● Your objective:
Arrange every line of the material below as a numbered list, with one line per item and no blank lines.

[Extracted data entries]

--------------------

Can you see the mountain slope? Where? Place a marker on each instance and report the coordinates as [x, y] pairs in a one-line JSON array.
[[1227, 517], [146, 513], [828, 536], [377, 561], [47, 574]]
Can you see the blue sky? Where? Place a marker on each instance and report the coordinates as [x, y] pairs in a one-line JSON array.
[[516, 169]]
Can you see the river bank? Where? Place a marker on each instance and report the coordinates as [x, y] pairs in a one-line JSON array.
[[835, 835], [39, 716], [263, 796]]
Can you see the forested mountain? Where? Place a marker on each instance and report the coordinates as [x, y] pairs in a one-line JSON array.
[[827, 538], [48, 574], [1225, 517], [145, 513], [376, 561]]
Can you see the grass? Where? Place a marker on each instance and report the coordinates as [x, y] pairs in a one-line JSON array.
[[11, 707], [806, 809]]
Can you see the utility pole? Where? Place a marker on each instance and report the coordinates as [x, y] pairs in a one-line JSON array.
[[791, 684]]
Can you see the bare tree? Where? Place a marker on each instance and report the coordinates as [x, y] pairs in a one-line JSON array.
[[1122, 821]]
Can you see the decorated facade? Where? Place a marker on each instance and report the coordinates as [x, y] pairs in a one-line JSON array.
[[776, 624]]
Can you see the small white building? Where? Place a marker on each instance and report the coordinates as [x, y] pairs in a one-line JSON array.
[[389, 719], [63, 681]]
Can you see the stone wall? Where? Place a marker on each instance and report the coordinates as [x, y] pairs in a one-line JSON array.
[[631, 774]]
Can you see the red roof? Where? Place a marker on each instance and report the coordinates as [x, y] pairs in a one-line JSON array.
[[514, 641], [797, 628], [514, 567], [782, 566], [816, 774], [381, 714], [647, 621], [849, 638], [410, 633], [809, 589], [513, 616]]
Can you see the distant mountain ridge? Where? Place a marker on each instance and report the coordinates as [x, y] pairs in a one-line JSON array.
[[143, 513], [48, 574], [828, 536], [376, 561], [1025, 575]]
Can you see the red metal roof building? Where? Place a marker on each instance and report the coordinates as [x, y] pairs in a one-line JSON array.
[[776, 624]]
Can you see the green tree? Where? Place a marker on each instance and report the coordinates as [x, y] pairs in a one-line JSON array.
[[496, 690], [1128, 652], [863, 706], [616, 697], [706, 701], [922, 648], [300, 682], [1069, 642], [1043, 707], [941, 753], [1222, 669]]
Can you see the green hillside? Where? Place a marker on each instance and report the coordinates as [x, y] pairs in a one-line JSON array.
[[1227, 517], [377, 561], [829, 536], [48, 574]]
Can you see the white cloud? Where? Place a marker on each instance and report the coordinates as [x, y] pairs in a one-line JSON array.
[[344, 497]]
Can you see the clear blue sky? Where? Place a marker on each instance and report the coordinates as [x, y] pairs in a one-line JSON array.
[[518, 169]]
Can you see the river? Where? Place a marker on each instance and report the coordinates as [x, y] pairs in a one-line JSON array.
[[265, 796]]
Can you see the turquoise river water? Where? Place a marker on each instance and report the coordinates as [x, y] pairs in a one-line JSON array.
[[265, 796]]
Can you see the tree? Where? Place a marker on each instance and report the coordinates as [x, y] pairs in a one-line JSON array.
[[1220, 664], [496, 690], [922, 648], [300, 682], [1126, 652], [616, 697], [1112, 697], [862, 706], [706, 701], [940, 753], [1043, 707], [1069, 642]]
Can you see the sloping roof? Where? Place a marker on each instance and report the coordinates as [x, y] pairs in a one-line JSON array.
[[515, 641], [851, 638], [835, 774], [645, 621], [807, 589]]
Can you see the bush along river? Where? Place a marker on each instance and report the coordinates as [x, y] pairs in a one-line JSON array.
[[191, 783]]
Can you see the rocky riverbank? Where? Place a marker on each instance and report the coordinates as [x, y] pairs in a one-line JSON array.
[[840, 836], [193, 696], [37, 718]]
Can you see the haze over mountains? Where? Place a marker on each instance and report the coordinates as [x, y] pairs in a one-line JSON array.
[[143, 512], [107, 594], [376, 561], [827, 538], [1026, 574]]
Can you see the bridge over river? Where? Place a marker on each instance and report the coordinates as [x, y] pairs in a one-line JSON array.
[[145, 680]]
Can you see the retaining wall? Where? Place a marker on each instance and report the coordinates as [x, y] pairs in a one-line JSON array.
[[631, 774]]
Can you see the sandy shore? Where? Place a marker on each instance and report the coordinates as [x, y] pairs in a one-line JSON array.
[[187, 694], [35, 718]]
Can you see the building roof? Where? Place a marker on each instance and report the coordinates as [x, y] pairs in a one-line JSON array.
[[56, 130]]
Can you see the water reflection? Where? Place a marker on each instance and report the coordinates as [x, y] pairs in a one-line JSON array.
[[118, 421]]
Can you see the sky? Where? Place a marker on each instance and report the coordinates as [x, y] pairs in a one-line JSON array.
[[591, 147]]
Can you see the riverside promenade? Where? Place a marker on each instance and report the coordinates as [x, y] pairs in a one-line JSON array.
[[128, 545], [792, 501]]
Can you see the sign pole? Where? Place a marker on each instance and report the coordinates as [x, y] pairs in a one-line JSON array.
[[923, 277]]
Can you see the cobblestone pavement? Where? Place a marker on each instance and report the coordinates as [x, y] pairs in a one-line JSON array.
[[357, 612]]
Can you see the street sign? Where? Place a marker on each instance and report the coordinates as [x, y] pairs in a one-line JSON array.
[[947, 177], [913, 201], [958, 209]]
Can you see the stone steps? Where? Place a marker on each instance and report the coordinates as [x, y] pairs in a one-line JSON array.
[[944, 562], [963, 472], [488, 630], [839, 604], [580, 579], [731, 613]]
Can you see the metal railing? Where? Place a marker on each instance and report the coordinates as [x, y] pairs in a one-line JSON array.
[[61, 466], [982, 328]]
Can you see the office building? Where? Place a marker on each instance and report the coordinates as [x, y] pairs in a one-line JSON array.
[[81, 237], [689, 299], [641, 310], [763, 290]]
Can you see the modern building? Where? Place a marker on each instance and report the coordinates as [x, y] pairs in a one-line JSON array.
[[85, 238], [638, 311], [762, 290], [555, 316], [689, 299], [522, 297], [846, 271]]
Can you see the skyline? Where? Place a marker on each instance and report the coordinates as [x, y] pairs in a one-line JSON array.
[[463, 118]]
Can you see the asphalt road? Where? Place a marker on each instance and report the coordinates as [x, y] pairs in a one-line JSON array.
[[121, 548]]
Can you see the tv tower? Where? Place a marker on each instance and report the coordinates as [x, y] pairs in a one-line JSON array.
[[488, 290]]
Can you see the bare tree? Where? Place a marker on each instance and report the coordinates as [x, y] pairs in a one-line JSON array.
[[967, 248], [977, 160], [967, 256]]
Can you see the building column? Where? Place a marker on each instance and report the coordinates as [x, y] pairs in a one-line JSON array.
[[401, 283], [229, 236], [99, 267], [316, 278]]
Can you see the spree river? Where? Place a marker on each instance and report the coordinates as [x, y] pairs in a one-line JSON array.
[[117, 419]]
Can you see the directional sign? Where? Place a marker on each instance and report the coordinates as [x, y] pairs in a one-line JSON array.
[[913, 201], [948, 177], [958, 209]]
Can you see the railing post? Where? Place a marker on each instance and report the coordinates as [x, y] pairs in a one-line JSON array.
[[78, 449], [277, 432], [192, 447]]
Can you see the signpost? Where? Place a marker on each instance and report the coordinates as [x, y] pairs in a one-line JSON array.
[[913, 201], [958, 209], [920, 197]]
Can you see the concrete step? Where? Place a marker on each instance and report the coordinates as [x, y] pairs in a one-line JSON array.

--------------------

● Answer to this task:
1. Can you see the mountain slope? Where? Place a marker on each instance and report the coordinates as [x, y] pairs in a one-line JSON array.
2. [[1227, 517], [146, 513], [828, 536], [377, 561], [47, 574]]
3. Can you see the blue sky? Where? Place a marker on each instance and report the coordinates as [x, y] pairs in a one-line JSON array.
4. [[516, 169]]
5. Can you see the river bank? Where? Place a marker on each instance and report the coordinates as [x, y] pairs in a one-line JSON array.
6. [[835, 835], [39, 716], [263, 796]]
7. Can you see the forested mountain? Where? Place a marker on each instance and report the coordinates as [x, y] pairs in a one-line JSON array.
8. [[827, 538], [48, 574], [1225, 517], [145, 513], [376, 561]]
9. Can you see the grass? Where? Place a marker on each instance and report the coordinates as [x, y] pairs in a one-line JSON array.
10. [[11, 707], [806, 809]]
11. Can you see the utility pole? Where? Place a marker on each instance and report the coordinates as [x, y] pairs in a one-line JSON array.
12. [[791, 684]]
13. Can you see the bare tree? Where? Place a marker on each instance and report the coordinates as [x, y] pairs in a one-line JSON array.
14. [[1122, 821]]
15. Can you see the decorated facade? Where? Place a marker on each instance and report the coordinates as [x, y] pairs in a one-line JSON array.
16. [[776, 624]]
17. Can you see the small white building? Where? Place a marker on each instance and report the coordinates as [x, y] pairs in a one-line JSON array.
18. [[389, 719], [63, 681]]
19. Can you see the stone wall? Where? Place a marker on each instance and report the coordinates as [x, y] pairs in a one-line JSON array.
20. [[631, 774]]
21. Can you see the red roof? Where? Place a marker on each instance and report the coordinates as [x, y] pairs in a one-line JSON array.
22. [[514, 641], [797, 628], [514, 567], [782, 566], [816, 774], [381, 714], [647, 621], [849, 638], [410, 633], [809, 589], [513, 616]]
23. Can you see the distant mountain ridge? Where? Place a marker on each instance and report the coordinates as [x, y] pairs in a one-line JSON array.
24. [[143, 513], [48, 574], [828, 536], [376, 561], [1025, 575]]
25. Can you see the red metal roof building? Where? Place a marker on each instance and report the coordinates as [x, y] pairs in a one-line JSON array.
26. [[776, 624]]
27. Can you see the green tree? Where? Place a marker on each instance and report the coordinates as [x, y] pairs in a one-line JSON array.
28. [[496, 690], [1128, 652], [863, 706], [616, 697], [706, 701], [922, 648], [300, 682], [1069, 642], [1043, 707], [941, 753], [1222, 669]]
29. Can you see the green hillside? Where? Place a marker on each instance and report the coordinates as [x, y] pairs in a one-line JSON array.
30. [[1227, 517], [377, 561], [829, 536], [48, 574]]
31. Can you see the white cloud? Where? Place a marker on each instance and report the coordinates as [x, y] pairs in a one-line JSON array.
32. [[344, 497]]
33. Can you see the clear blue sky? Where? Place a marker on each instance and report the coordinates as [x, y] pairs in a one-line JSON array.
34. [[518, 169]]
35. Can you see the river? Where? Place a marker on each instance and report the coordinates as [x, y] pairs in a one-line JSON array.
36. [[265, 796]]
37. Can you see the turquoise river water? Where? Place a marker on each instance and report the coordinates as [x, y] pairs in a one-line JSON array.
38. [[265, 796]]
39. Can you see the tree? Where? Place a marker on each instance and report the coordinates as [x, y] pairs in a one-line JSON array.
40. [[1220, 664], [496, 690], [922, 648], [300, 682], [1126, 652], [616, 697], [1112, 697], [862, 706], [706, 701], [940, 753], [1043, 707], [1069, 642]]
41. Can you see the sloping roof? Where? Place a marker on each instance and report the coordinates as [x, y] pairs in a one-line JSON array.
42. [[515, 641], [851, 638], [835, 774], [645, 621], [807, 589]]
43. Can you see the bush along river? Where? Place a marker on each instance and report the coordinates as [x, y] pairs in a one-line JSON array.
44. [[191, 783]]
45. Can you see the rocky riverbank? Where? Place a marker on each instance and report the coordinates as [x, y] pairs in a one-line JSON array.
46. [[840, 836], [193, 696], [37, 718]]
47. Can you see the haze over mountains? Where? Place a marker on each instance and report the coordinates as [x, y] pairs in a one-line JSON array.
48. [[143, 512], [107, 594], [376, 561], [827, 538], [1026, 574]]
49. Can you see the bridge over river? Where? Place a marker on each instance and report the coordinates as [x, y] pairs in a one-line JSON array.
50. [[145, 680]]
51. Can you see the retaining wall? Where? Place a marker on each instance and report the coordinates as [x, y] pairs in a one-line JSON array.
52. [[631, 774]]
53. Can you see the sandy shore? Where? Place a marker on each instance and report the coordinates as [x, y] pairs in a one-line JSON array.
54. [[187, 694], [35, 718]]
55. Can you see the building roof? Where? Place a marker on each instance and report the coordinates as [x, y] pairs in a one-line JSON array.
56. [[56, 130]]
57. Can you see the water reflection? Where? Place a marker on each instance and report the coordinates as [x, y] pairs in a one-line JSON array.
58. [[118, 421]]
59. Can you see the sky? Where? Place a marker on each instance and report the coordinates as [x, y] pairs in a one-line JSON array.
60. [[591, 147]]
61. Can you see the riverside promenade? Where? Place a marker on each instance and report the coordinates as [x, y] pairs in a one-line JSON array.
62. [[128, 545], [792, 501]]
63. Can you see the sign pole? Where? Place a marker on each instance and report the coordinates as [x, y] pairs in a one-line JSON array.
64. [[923, 277]]
65. Can you see the cobblestone pavement? Where? Place a marker on each instance and report the coordinates as [x, y] pairs in a one-line JSON array.
66. [[357, 612]]
67. Can you see the street sign? Where? Place a marker on each instance and report the coordinates as [x, y] pairs in a one-line JSON array.
68. [[947, 177], [913, 201], [958, 209]]
69. Can you see the stone steps? Where? Place a marker on each instance and report the coordinates as [x, y] pairs in a one-line JSON array.
70. [[944, 562], [963, 472], [488, 630], [839, 604], [580, 579], [731, 613]]
71. Can you see the metal railing? Where? Place a marker on each instance and report the coordinates as [x, y] pairs in a one-line JSON array.
72. [[61, 466], [982, 328]]
73. Can you see the office building? Where? Place a marker on each instance and report the coordinates as [x, y] pairs in a one-line JSON array.
74. [[81, 237], [689, 299], [641, 310], [763, 290]]
75. Can you see the modern building? Where? Place a marker on each instance and report the coordinates as [x, y] pairs in a one-line JSON array.
76. [[85, 238], [638, 311], [762, 290], [555, 316], [689, 299], [522, 297], [846, 271]]
77. Can you see the skyline? Where? Place a marker on each instance and report the coordinates as [x, y] pairs in a one-line JSON array.
78. [[463, 118]]
79. Can you see the asphalt road? Where? Place a marker on each instance and report the coordinates as [x, y] pairs in a one-line JSON array.
80. [[121, 548]]
81. Can you see the tv tower? Where? Place a marker on each instance and report the coordinates as [x, y] pairs in a one-line JSON array.
82. [[488, 290]]
83. Can you see the bare tree? Where? Place a marker on each instance and report the coordinates as [x, y] pairs in a one-line JSON array.
84. [[967, 248], [977, 160], [967, 256]]
85. Can you see the building column? Where? Place a marker on each instance and report the coordinates as [x, y] pairs in a one-line JSON array.
86. [[401, 283], [229, 236], [99, 267], [316, 278]]
87. Can you see the spree river? Where? Place a marker on each instance and report the coordinates as [x, y] pairs in a one-line JSON array.
88. [[117, 419]]
89. Can you see the directional sign? Where? Place a marker on each instance and report the coordinates as [x, y] pairs in a one-line JSON array.
90. [[913, 201], [948, 177], [958, 209]]
91. Can you see the railing post? Where? Place a marker on each instance and report the coordinates as [x, y] pairs in a one-line JSON array.
92. [[78, 449], [277, 432], [192, 447]]
93. Can you see the signpost? Where? Place a marker on each instance and report the coordinates as [x, y] pairs in a one-line JSON array.
94. [[913, 201], [958, 209], [920, 197]]
95. Can you see the concrete step? Where? Place a marker on each instance and report the coordinates as [x, y] pairs in a one-line JSON array.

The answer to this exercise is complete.